* **Exercise A**: Could you echo the stretch of the ELF header message from "Number of program headers: 4" through "REL (Relocatable file)", keeping every character as it appears?

* **Excerpted passage**:
· · · ·

Hi Dave,
On Wed, Feb 28, 2018 at 8:48 PM, Dave Anderson <anderson(a)redhat.com> wrote:
Hi Bhupesh,
Thanks -- mystery solved!
I kind of hate to simply use the file name string as the qualifier, though.
Looking at the ELF headers of the vmlinux.o and vmlinux file, there are
several notable differences:
$ readelf -a vmlinux
ELF Header:
Magic: 7f 45 4c 46 02 01 01 00 00 00 00 00 00 00 00 00
Class: ELF64
Data: 2's complement, little endian
Version: 1 (current)
OS/ABI: UNIX - System V
ABI Version: 0
Type: EXEC (Executable file)
Machine: AArch64
Version: 0x1
Entry point address: 0xffff000008080000
Start of program headers: 64 (bytes into file)
Start of section headers: 186677936 (bytes into file)
Flags: 0x0
Size of this header: 64 (bytes)
Size of program headers: 56 (bytes)
Number of program headers: 4
Size of section headers: 64 (bytes)
Number of section headers: 42
Section header string table index: 41
...
$ readelf -a vmlinux.o
ELF Header:
Magic: 7f 45 4c 46 02 01 01 00 00 00 00 00 00 00 00 00
Class: ELF64
Data: 2's complement, little endian
Version: 1 (current)
OS/ABI: UNIX - System V
ABI Version: 0
Type: REL (Relocatable file)
Machine: AArch64
Version: 0x1
Entry point address: 0x0
Start of program headers: 0 (bytes into file)
Start of section headers: 478638376 (bytes into file)
Flags: 0x0
Size of this header: 64 (bytes)
Size of program headers: 0 (bytes)
Number of program headers: 0
Size of section headers: 64 (bytes)
Number of section headers: 34816
Section header string table index: 34815
...
There is the "Type", the "Entry point address", and perhaps most
notably,
the vmlinux.o's "Number of program headers:" count of 0, which obviously
would preclude the file from being usable.

· · · ·

* **Source material**:

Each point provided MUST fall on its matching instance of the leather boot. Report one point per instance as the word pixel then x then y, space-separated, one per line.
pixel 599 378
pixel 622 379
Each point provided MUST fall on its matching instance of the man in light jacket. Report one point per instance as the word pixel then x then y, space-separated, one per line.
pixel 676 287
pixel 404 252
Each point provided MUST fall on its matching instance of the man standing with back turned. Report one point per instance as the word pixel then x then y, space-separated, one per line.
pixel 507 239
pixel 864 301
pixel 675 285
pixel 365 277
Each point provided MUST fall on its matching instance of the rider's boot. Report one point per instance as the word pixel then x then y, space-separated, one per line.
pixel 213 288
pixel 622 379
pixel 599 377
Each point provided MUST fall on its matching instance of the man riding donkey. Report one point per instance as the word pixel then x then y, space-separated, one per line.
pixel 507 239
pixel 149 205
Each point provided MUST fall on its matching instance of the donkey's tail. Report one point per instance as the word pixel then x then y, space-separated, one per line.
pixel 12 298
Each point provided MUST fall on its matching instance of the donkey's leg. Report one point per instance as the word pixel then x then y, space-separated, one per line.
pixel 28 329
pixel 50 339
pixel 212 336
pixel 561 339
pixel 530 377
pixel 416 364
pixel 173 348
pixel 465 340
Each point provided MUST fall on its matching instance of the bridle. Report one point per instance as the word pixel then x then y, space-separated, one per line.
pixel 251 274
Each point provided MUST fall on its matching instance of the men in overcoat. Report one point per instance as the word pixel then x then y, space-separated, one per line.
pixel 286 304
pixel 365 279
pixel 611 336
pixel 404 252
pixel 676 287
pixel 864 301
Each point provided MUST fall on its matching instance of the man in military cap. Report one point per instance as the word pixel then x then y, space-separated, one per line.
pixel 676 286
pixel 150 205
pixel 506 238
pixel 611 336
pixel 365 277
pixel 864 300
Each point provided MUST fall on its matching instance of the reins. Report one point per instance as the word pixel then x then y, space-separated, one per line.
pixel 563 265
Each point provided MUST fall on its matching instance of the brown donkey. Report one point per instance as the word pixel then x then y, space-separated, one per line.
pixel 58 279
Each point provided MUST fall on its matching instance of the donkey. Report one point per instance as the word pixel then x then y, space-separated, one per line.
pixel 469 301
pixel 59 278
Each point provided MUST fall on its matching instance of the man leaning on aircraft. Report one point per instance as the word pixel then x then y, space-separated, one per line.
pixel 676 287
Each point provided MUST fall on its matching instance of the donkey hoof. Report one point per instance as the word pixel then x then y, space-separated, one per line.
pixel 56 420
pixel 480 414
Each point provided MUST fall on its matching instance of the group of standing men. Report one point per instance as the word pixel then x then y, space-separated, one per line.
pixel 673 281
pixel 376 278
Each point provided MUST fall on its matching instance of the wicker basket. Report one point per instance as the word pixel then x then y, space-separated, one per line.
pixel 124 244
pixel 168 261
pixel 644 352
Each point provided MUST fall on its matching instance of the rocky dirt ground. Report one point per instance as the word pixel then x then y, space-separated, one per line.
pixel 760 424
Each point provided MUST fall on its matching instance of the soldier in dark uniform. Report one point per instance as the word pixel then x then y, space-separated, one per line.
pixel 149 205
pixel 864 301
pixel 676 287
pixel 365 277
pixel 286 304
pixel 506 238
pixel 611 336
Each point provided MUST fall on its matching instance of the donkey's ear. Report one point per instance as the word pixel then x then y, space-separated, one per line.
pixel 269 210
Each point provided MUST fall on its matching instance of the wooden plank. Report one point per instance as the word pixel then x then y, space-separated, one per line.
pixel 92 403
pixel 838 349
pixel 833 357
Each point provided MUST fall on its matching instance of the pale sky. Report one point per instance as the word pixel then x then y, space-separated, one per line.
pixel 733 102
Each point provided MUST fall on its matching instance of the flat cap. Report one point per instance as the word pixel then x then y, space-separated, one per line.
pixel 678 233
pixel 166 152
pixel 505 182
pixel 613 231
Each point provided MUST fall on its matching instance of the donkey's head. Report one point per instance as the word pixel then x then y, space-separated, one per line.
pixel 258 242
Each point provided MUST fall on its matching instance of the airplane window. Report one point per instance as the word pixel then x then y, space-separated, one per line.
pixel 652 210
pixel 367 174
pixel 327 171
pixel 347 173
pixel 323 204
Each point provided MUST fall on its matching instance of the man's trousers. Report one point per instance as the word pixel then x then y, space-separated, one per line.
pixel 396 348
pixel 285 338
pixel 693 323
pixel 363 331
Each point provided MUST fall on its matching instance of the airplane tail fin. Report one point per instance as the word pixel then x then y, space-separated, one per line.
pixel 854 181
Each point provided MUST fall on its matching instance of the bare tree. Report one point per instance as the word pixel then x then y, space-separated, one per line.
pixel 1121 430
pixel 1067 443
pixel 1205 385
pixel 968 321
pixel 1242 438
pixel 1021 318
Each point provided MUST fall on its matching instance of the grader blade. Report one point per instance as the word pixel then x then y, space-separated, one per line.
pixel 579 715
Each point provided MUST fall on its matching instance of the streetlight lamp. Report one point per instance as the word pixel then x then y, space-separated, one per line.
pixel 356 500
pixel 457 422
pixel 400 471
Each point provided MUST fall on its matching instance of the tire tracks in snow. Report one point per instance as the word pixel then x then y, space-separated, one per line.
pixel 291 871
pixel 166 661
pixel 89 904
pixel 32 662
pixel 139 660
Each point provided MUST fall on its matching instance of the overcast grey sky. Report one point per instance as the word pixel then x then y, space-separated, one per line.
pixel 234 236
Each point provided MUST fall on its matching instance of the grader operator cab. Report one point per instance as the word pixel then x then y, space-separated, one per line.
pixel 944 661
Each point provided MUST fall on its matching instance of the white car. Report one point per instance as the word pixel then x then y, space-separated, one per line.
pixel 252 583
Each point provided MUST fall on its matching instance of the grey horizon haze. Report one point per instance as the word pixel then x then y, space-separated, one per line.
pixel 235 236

· · · ·

* **Exercise B**: Will you duplicate, character for character, the stretch of the entries from the line containing "the grader operator" through the last line of the entries?

* **Exercise response A**:
Number of program headers: 4
Size of section headers: 64 (bytes)
Number of section headers: 42
Section header string table index: 41
...
$ readelf -a vmlinux.o
ELF Header:
Magic: 7f 45 4c 46 02 01 01 00 00 00 00 00 00 00 00 00
Class: ELF64
Data: 2's complement, little endian
Version: 1 (current)
OS/ABI: UNIX - System V
ABI Version: 0
Type: REL (Relocatable file)

* **Exercise response B**:
Each point provided MUST fall on its matching instance of the grader operator cab. Report one point per instance as the word pixel then x then y, space-separated, one per line.
pixel 944 661
Each point provided MUST fall on its matching instance of the white car. Report one point per instance as the word pixel then x then y, space-separated, one per line.
pixel 252 583
Each point provided MUST fall on its matching instance of the grey horizon haze. Report one point per instance as the word pixel then x then y, space-separated, one per line.
pixel 235 236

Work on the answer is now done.